Task directions: What you return must match the records below exactly, apart from the omitted pictures.

Recorded information:
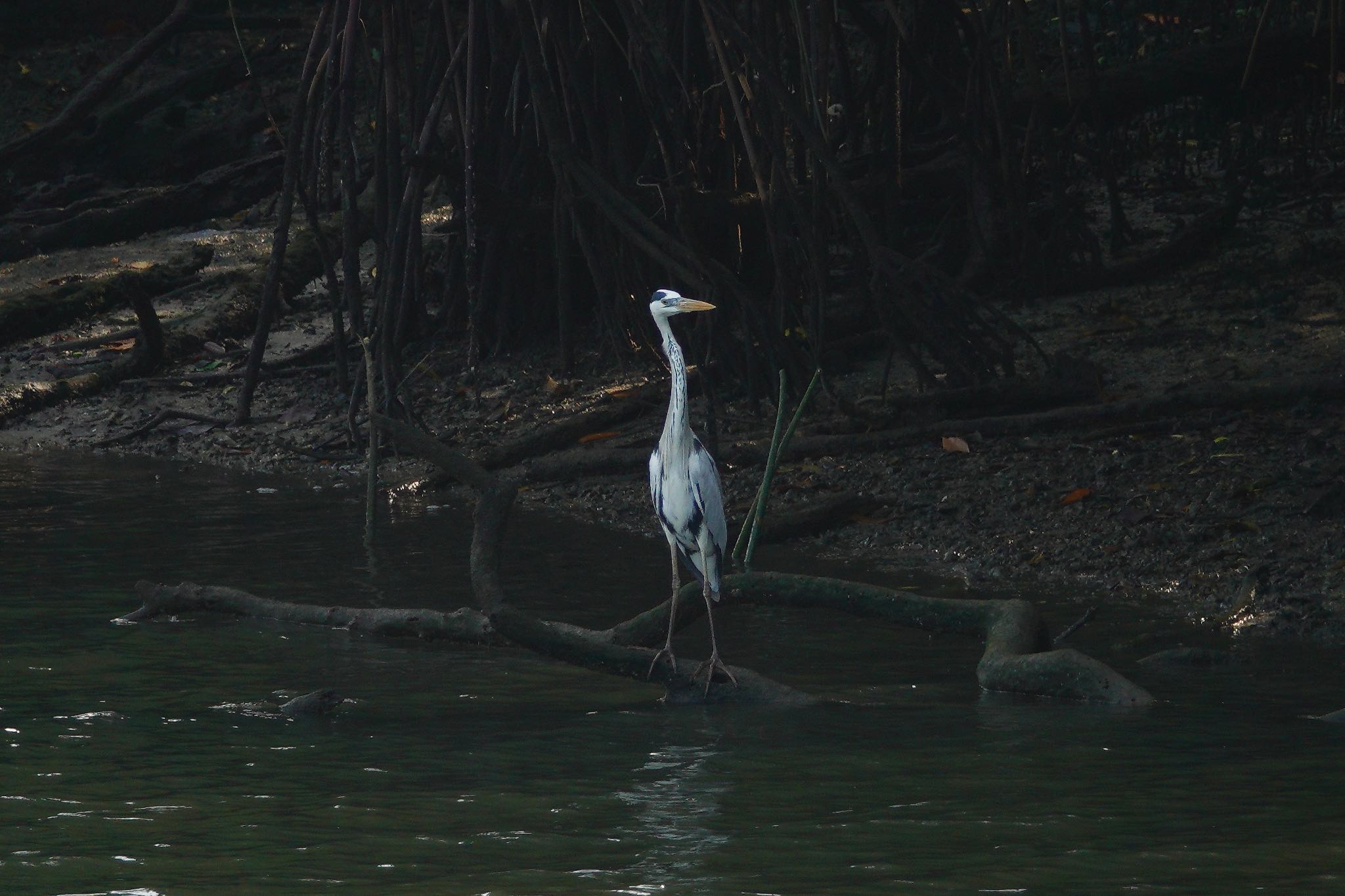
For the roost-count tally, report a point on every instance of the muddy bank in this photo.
(1224, 513)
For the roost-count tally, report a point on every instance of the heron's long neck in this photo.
(676, 427)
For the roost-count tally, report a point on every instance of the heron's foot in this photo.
(711, 667)
(666, 649)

Answer for the task:
For the roost-count tally, report a point on every instance of the muddy bank in this photo.
(1224, 513)
For the roost-count tally, report a point on every instance of the heron's long neck in this photo.
(676, 427)
For the roost-count tally, report a point on every instance of the heron's foot in this photo.
(711, 667)
(666, 649)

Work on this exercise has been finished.